__Material to process__.
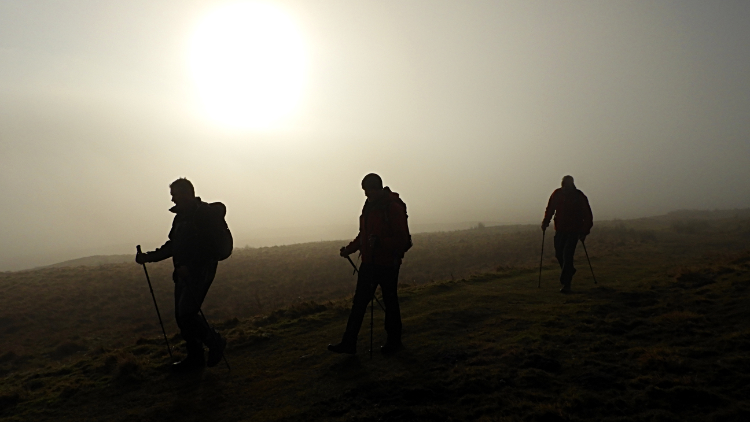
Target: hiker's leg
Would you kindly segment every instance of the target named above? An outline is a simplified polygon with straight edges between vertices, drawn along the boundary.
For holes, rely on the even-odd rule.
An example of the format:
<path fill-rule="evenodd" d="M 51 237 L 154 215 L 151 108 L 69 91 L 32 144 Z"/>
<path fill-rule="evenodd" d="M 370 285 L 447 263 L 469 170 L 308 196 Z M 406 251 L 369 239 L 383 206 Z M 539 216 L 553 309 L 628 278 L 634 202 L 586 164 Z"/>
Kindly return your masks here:
<path fill-rule="evenodd" d="M 367 312 L 367 305 L 377 288 L 374 272 L 372 264 L 363 263 L 359 267 L 357 289 L 354 292 L 352 311 L 346 323 L 346 332 L 344 332 L 342 343 L 354 344 L 357 342 L 359 329 L 362 327 L 362 320 L 365 317 L 365 312 Z"/>
<path fill-rule="evenodd" d="M 554 245 L 555 258 L 557 258 L 557 263 L 560 264 L 560 268 L 562 268 L 565 263 L 563 255 L 565 252 L 565 235 L 563 233 L 555 232 Z"/>
<path fill-rule="evenodd" d="M 388 343 L 401 343 L 401 308 L 398 304 L 398 272 L 400 266 L 383 267 L 380 276 L 380 289 L 383 292 L 385 307 L 385 331 Z"/>
<path fill-rule="evenodd" d="M 174 317 L 177 327 L 180 329 L 180 335 L 185 340 L 185 348 L 188 357 L 198 358 L 203 355 L 203 346 L 200 338 L 190 329 L 192 306 L 188 303 L 187 285 L 177 275 L 174 275 Z M 197 312 L 197 311 L 196 311 Z"/>
<path fill-rule="evenodd" d="M 560 276 L 560 283 L 564 286 L 570 287 L 570 283 L 573 280 L 573 274 L 576 273 L 575 266 L 573 266 L 573 257 L 576 252 L 576 245 L 578 244 L 577 233 L 566 233 L 564 248 L 563 248 L 563 269 Z"/>
<path fill-rule="evenodd" d="M 178 277 L 175 282 L 175 319 L 180 334 L 189 347 L 196 349 L 201 343 L 210 346 L 212 333 L 198 314 L 208 289 L 216 274 L 216 263 L 191 267 L 188 277 Z"/>
<path fill-rule="evenodd" d="M 203 306 L 203 301 L 206 299 L 208 290 L 211 288 L 211 284 L 216 276 L 216 268 L 218 262 L 213 262 L 205 265 L 201 265 L 195 269 L 195 294 L 197 296 L 198 306 L 200 309 Z M 192 272 L 192 271 L 191 271 Z M 219 339 L 217 332 L 213 331 L 207 324 L 206 320 L 196 313 L 196 319 L 194 330 L 196 336 L 200 338 L 201 342 L 208 347 L 213 347 Z"/>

__Task description__. Restate the data above word for word, so that the only difference is the missing pictures.

__Response area__.
Target: hiker's leg
Would you kindly segment every instance of the target named above? An outline is a simplified polygon with straight edges between vertices, drawn along the boundary.
For holes, rely on the even-odd rule.
An example of the format:
<path fill-rule="evenodd" d="M 51 237 L 154 215 L 151 108 L 69 91 L 32 144 Z"/>
<path fill-rule="evenodd" d="M 370 285 L 447 263 L 469 170 L 308 196 Z M 406 251 L 369 239 L 383 206 Z M 539 216 L 553 309 L 628 278 L 634 202 L 586 164 Z"/>
Kindly return your masks here:
<path fill-rule="evenodd" d="M 367 312 L 367 305 L 377 288 L 374 272 L 372 264 L 363 263 L 359 267 L 357 289 L 354 292 L 352 311 L 346 323 L 346 332 L 344 332 L 342 343 L 354 344 L 357 342 L 359 329 L 362 327 L 362 320 L 365 317 L 365 312 Z"/>
<path fill-rule="evenodd" d="M 554 245 L 555 258 L 557 258 L 557 263 L 560 264 L 560 268 L 562 268 L 565 263 L 563 255 L 565 252 L 565 235 L 563 233 L 555 232 Z"/>
<path fill-rule="evenodd" d="M 388 343 L 401 343 L 401 308 L 398 304 L 398 272 L 400 266 L 383 267 L 380 276 L 380 289 L 383 292 L 385 307 L 385 331 Z"/>
<path fill-rule="evenodd" d="M 174 317 L 177 327 L 180 329 L 180 335 L 185 340 L 185 348 L 188 357 L 198 358 L 203 355 L 203 346 L 200 338 L 190 329 L 192 306 L 188 303 L 187 285 L 177 275 L 174 275 Z M 197 312 L 197 311 L 196 311 Z"/>
<path fill-rule="evenodd" d="M 560 276 L 560 283 L 564 286 L 570 287 L 570 283 L 573 280 L 573 274 L 576 273 L 575 266 L 573 266 L 573 257 L 576 252 L 576 245 L 578 244 L 577 233 L 566 233 L 564 248 L 563 248 L 563 269 Z"/>
<path fill-rule="evenodd" d="M 178 277 L 175 282 L 175 319 L 180 334 L 189 347 L 196 349 L 201 343 L 210 346 L 212 333 L 198 314 L 208 289 L 216 274 L 216 263 L 191 267 L 188 277 Z"/>
<path fill-rule="evenodd" d="M 203 306 L 203 301 L 206 299 L 208 290 L 211 288 L 211 284 L 216 276 L 216 268 L 218 262 L 213 262 L 205 265 L 201 265 L 195 269 L 195 294 L 197 296 L 198 306 L 200 309 Z M 192 272 L 192 271 L 191 271 Z M 219 339 L 217 332 L 213 331 L 207 324 L 206 320 L 196 313 L 196 319 L 194 330 L 196 336 L 200 338 L 201 342 L 208 347 L 213 347 Z"/>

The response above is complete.